Reescribe íntegro el tramo que va desde la línea que contiene "Run detection for window" hasta el final de las entradas, ambos extremos incluidos. Desplaza en 59 cada coordenada de las cajas delimitadoras que figuran en las respuestas.
= = = = = = =
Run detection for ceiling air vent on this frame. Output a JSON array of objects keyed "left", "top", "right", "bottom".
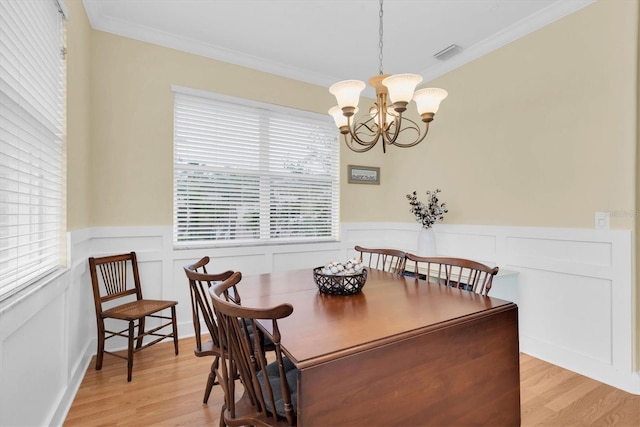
[{"left": 433, "top": 44, "right": 462, "bottom": 61}]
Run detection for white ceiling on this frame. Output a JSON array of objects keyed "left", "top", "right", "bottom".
[{"left": 84, "top": 0, "right": 595, "bottom": 93}]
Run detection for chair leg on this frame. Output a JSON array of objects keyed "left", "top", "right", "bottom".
[
  {"left": 127, "top": 320, "right": 135, "bottom": 382},
  {"left": 136, "top": 317, "right": 145, "bottom": 349},
  {"left": 96, "top": 319, "right": 105, "bottom": 371},
  {"left": 220, "top": 404, "right": 227, "bottom": 427},
  {"left": 202, "top": 356, "right": 220, "bottom": 403},
  {"left": 171, "top": 305, "right": 179, "bottom": 356}
]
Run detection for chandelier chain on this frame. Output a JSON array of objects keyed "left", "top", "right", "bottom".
[{"left": 378, "top": 0, "right": 384, "bottom": 75}]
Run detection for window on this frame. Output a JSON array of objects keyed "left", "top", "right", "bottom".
[
  {"left": 174, "top": 87, "right": 340, "bottom": 246},
  {"left": 0, "top": 0, "right": 66, "bottom": 298}
]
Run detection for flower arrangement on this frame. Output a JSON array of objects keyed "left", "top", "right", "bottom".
= = = = = = =
RESPUESTA AL EJERCICIO
Run detection for window on this frame. Output a JSON array of objects keyed "left", "top", "right", "bottom".
[
  {"left": 233, "top": 146, "right": 399, "bottom": 305},
  {"left": 59, "top": 59, "right": 125, "bottom": 357}
]
Run detection for flower arrangement on this frame. Output a JSON array of objects keyed "left", "top", "right", "bottom".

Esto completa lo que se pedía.